Passage:
# Feral wood pigeon with a broken skull?



## HeerJelle (Sep 12, 2017)

So 2,5 weeks ago I've found a feral wood pigeon, around 8-10 days old. It was 5 meters down a tree and had no scalp. I was gonna put it down but seeing it peck at flies it was clearly full of life, so I fed it formula and now its eating seeds already. 

A flap of old scalp skin was left and as I removed a tiny piece I'm pretty confident I noticed the right side of its skull raised up and I saw his meninges (so his brain). I obviously put it back instantly to prevent infection and it didnt seem too bothered.

Is there any chance of this healing, or is there any chance of a vet 'fixing' this? Or should I just ignore it and let it enjoy life while it can.


----------



## bootface (Jun 29, 2017)

I've never dealt with a skull fracture like that, but from what I've heard, if he's not showing neurological signs there's a good chance he'll be okay.

Is his scalp healing? He probably could have used stitches when you first found him, but I suppose it's too late for that.


----------



## cwebster (Dec 11, 2010)

Thank you for helping him! Is he eating ok?


----------



## HeerJelle (Sep 12, 2017)

bootface said:


> I've never dealt with a skull fracture like that, but from what I've heard, if he's not showing neurological signs there's a good chance he'll be okay.
> 
> Is his scalp healing? He probably could have used stitches when you first found him, but I suppose it's too late for that.


There was no skin remaining, only a very minute piece that rolled back. I also didnt think he'd pull through, my bad I guess.

He is around 3,5-4 weeks old now and already using his wings quite often, gripping well, eating well and actively studying the environment. I'm not sure if it's healing at the moment, I just hope he doesnt bump his head or get an infection in there. Or would it still be useful to bring him to a bird shelter?


----------



## HeerJelle (Sep 12, 2017)

cwebster said:


> Thank you for helping him! Is he eating ok?

Data for review:
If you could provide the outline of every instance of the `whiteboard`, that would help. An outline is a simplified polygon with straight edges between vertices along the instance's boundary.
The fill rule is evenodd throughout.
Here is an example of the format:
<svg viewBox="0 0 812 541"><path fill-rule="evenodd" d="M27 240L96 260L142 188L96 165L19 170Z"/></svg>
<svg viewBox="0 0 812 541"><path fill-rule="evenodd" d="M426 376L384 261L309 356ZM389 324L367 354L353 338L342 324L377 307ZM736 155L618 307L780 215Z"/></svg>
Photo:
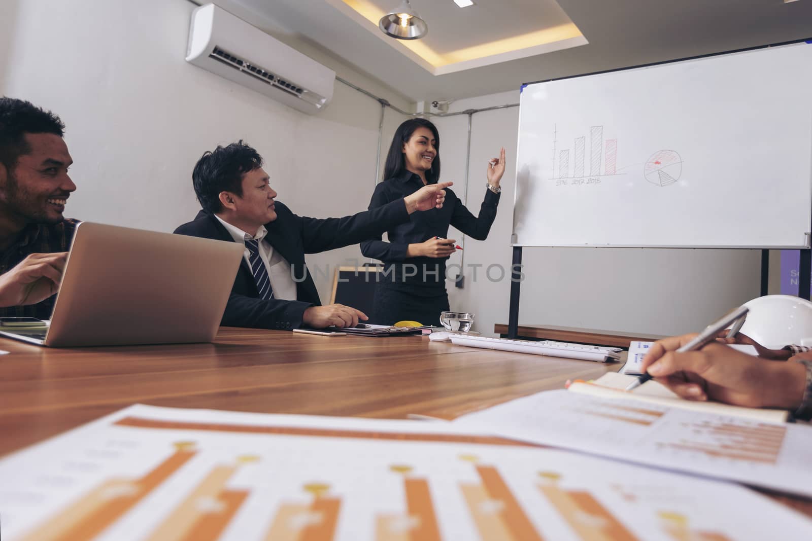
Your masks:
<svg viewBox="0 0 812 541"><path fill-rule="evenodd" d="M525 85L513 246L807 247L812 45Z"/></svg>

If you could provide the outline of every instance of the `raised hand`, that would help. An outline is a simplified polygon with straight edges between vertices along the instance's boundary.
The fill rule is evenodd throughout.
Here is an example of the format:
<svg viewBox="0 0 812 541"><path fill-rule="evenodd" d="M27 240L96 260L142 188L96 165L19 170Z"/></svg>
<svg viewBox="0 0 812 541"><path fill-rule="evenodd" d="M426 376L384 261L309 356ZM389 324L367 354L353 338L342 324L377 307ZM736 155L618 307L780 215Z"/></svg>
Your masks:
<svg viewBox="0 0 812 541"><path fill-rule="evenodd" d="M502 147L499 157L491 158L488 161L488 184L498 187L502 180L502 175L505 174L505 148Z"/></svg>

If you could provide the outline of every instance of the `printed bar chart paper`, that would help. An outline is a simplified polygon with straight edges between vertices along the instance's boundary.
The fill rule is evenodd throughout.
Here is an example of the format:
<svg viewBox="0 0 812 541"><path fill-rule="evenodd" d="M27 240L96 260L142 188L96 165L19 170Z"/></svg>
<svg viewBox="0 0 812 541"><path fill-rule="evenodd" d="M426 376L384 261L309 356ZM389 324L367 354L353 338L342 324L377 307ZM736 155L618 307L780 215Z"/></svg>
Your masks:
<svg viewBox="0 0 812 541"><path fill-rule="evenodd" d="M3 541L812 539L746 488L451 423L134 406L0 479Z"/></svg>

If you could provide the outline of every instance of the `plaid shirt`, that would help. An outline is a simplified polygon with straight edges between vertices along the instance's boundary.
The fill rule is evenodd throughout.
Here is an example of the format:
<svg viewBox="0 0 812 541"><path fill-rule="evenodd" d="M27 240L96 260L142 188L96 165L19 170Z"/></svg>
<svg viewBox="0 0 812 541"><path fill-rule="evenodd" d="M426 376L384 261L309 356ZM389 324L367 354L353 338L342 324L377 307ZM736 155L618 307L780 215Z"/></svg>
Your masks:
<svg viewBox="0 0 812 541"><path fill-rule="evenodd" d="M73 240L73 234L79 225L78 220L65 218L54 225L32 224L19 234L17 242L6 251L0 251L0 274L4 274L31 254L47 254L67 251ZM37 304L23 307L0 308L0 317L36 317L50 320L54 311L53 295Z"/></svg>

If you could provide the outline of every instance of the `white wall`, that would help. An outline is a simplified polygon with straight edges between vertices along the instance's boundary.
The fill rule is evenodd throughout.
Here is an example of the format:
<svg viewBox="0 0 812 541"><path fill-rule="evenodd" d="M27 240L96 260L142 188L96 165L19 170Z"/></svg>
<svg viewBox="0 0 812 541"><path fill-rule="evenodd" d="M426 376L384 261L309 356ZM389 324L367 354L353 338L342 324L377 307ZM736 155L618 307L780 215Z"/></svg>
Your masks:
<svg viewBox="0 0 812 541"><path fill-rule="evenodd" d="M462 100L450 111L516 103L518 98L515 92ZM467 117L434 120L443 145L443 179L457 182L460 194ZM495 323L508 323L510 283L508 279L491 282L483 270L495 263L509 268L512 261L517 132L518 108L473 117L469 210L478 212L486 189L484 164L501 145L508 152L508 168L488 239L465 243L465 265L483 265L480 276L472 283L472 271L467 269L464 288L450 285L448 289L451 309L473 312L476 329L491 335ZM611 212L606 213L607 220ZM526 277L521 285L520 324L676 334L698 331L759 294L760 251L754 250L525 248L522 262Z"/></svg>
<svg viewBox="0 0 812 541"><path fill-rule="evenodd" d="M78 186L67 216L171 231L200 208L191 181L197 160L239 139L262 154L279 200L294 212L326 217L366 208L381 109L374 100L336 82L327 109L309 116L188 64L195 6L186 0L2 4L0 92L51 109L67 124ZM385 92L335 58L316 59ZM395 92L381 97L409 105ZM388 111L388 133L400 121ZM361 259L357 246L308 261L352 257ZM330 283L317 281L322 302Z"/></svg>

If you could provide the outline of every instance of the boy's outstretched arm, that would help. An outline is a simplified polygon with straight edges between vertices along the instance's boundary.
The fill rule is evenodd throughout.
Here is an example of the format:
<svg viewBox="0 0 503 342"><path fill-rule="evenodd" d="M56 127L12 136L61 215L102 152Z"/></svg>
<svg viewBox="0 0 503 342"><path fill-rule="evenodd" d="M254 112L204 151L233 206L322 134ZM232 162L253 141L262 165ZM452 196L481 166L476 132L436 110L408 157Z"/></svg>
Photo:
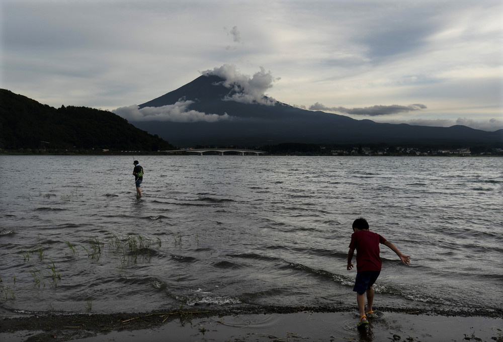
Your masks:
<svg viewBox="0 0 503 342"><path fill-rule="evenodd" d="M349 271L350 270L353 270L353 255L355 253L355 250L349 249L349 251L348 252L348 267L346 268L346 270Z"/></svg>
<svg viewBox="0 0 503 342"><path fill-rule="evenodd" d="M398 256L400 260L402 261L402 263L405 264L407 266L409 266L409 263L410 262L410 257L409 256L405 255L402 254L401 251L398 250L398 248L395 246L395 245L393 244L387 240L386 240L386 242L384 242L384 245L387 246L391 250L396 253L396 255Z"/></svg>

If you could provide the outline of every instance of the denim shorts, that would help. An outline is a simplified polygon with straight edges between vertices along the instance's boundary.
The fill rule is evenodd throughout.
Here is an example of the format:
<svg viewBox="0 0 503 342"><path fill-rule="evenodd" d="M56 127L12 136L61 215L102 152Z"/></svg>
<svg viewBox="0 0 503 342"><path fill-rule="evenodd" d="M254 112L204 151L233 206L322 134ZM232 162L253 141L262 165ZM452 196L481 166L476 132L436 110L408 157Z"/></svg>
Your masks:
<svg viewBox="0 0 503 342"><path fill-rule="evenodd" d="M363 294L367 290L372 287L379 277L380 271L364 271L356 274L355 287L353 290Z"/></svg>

What you should do: Reproduce the pigeon thread word for word, from "So 2,5 weeks" up to and including "seem too bothered.". The items come from a source unrelated to the thread.

Result for this task:
So 2,5 weeks ago I've found a feral wood pigeon, around 8-10 days old. It was 5 meters down a tree and had no scalp. I was gonna put it down but seeing it peck at flies it was clearly full of life, so I fed it formula and now its eating seeds already. 

A flap of old scalp skin was left and as I removed a tiny piece I'm pretty confident I noticed the right side of its skull raised up and I saw his meninges (so his brain). I obviously put it back instantly to prevent infection and it didnt seem too bothered.